## Problems to work on
**A.** According to the text on the wildfire evacuations, how many officers did the Los Angeles Police Department send to assist with evacuations and gridlock?
**B.** Reproduce the text on the wildfire evacuations between "On January 10" and "San Fernando Valley.", inclusive.

## Text provided
# # #

In a LAFD press conference on January 7, at 3:40 p.m., fire chief Kristin Crowley said that over 30,000 people were under evacuation orders, with more than 10,000 houses and 13,000 buildings under threat. During the conference, Marqueece Harris-Dawson, the president of Los Angeles City Council and acting mayor, declared a state of emergency in response to the fire.

During the hectic evacuation, some roads became gridlocked. In some areas, residents were seen fleeing their vehicles along the Pacific Coast Highway and taking refuge in the ocean to escape the advancing flames. As flames moved closer, people abandoned their cars and fled for their lives, some taking their keys with them; bulldozers were later called in to move almost 200 such vehicles off the road to make way for emergency vehicles. The Los Angeles Police Department sent around 140 officers to assist with evacuations and gridlock. Fire department officials issued an Emergency Alert System message, which was relayed by the National Weather Service, to notify residents of the evacuations, and subsequently ordered residents unable to evacuate to shelter in place. At 2:30 p.m. on January 8, an evacuation order covering part of Santa Monica was expanded to cover all areas north of Montana Avenue from the beach to 11th Street, with evacuation warnings for additional areas north of Montana Avenue and areas north of Wilshire Boulevard and west of 10th Street.

On January 10 at 6:00 p.m., evacuation warnings extended northeast, with the warnings changing to orders within the hour for the area enclosed by Sunset Boulevard to the south, Encino Reservoir to the north, I-405 to the east, and Mandeville Canyon to the west. Communities in this area include parts of Tarzana and Encino in the San Fernando Valley.

# # #

## Natural language region descriptions
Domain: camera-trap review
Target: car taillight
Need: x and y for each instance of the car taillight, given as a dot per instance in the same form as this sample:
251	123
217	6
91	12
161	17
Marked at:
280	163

# # #

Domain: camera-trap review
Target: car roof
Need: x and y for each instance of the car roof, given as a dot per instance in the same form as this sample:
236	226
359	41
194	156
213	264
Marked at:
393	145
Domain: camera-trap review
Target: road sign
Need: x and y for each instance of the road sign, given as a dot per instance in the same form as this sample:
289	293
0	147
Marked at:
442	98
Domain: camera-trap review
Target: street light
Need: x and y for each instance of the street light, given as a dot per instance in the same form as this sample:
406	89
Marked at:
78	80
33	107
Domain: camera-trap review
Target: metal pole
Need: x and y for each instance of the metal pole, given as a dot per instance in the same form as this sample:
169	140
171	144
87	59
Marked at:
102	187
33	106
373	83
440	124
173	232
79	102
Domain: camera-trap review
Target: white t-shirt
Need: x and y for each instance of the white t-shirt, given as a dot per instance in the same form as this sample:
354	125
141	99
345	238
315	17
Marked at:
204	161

# # #

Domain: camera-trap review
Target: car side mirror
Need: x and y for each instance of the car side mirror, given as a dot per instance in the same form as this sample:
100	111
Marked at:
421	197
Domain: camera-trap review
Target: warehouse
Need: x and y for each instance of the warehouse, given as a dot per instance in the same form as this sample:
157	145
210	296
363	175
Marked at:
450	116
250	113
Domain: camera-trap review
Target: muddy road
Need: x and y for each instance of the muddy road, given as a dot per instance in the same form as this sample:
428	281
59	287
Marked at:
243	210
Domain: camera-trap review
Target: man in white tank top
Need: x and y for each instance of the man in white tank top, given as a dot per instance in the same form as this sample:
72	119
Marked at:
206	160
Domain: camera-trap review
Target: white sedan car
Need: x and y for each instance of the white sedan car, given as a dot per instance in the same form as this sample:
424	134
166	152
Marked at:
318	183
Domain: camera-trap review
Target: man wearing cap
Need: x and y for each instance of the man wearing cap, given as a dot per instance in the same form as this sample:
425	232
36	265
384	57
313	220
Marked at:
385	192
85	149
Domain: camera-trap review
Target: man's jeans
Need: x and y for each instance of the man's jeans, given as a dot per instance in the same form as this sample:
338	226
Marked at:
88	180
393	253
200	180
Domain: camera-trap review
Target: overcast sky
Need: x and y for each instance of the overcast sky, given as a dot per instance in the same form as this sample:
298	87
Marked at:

# # #

## Solutions to the tasks
**A.** Around 140 officers.

**B.**
On January 10 at 6:00 p.m., evacuation warnings extended northeast, with the warnings changing to orders within the hour for the area enclosed by Sunset Boulevard to the south, Encino Reservoir to the north, I-405 to the east, and Mandeville Canyon to the west. Communities in this area include parts of Tarzana and Encino in the San Fernando Valley.